Both variants feature a parasol wing constructed from wood and covered with aircraft fabric. The wing has full-span ailerons or, in the case of the two-seater, optional electrically actuated flaperons. All controls are cable-operated. The elevator and rudder are conventional.

The fuselage is made from welded 4130 steel tube and the aircraft has conventional landing gear with tail wheel steering connected to the rudder pedals. The main landing gear utilises sprung-tubes for suspension and absorbing landing loads.

The Airbike was sold as an assembly kit. The kit included a pre-welded fuselage and tail, pre-built main wing spars and ribs, all brackets and fittings, landing gear, engine, propeller, instruments and a five-gallon fuel tank. The company estimated the time to complete the aircraft at 150 hours for the single-seater. The price in 2001 for the single-seat Airbike was US$7195

The Tandem Airbike had a factory estimated construction time of 200–300 hours or 100–150 hours if the quick-built kit option was purchased. In 2001 the kits price was US$8000 without engine or propeller.

##########

Activity -
What material is the fuselage made from, according to the aircraft description?

Stored items
##########

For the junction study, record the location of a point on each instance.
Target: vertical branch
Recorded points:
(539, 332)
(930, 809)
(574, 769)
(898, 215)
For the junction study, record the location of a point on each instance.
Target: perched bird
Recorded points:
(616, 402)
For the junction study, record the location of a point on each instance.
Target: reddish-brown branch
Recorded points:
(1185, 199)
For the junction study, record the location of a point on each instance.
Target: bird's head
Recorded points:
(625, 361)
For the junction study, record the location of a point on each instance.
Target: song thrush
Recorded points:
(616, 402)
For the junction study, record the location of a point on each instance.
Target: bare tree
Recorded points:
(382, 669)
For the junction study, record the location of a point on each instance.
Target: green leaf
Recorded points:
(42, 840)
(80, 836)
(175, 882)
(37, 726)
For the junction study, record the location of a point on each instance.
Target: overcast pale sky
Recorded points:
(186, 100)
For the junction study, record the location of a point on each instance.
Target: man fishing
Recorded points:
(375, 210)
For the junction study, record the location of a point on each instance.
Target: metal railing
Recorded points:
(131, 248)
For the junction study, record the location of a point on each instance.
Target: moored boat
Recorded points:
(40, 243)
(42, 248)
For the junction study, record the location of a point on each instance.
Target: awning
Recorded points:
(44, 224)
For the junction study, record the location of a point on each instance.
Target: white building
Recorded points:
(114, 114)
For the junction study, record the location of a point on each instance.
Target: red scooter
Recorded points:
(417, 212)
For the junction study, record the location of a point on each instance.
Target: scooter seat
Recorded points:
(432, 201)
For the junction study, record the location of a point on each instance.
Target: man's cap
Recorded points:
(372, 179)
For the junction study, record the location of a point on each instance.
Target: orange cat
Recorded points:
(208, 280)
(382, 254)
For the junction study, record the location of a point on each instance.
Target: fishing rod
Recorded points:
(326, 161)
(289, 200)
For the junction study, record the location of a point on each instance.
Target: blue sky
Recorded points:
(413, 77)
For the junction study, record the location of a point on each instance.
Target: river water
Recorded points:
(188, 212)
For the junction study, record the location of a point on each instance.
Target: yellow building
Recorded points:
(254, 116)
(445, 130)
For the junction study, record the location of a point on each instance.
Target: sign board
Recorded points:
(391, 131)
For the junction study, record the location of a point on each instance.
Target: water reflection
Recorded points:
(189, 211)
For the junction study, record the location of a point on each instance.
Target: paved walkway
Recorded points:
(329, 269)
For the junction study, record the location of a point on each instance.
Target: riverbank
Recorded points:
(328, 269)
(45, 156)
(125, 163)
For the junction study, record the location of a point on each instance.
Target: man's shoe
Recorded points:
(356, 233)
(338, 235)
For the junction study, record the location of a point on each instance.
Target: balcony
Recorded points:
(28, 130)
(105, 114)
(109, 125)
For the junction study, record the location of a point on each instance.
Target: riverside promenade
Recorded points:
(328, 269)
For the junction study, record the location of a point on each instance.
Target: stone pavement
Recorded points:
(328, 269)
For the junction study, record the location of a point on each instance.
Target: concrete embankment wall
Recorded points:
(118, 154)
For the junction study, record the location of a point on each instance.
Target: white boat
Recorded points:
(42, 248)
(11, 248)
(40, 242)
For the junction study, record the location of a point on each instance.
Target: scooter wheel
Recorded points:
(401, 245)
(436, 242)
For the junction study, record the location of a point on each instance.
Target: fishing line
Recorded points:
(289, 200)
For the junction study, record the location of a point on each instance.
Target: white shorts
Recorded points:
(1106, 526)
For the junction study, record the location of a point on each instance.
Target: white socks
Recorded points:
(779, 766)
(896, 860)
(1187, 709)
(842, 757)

##########

Answer to this task -
Welded 4130 steel tube.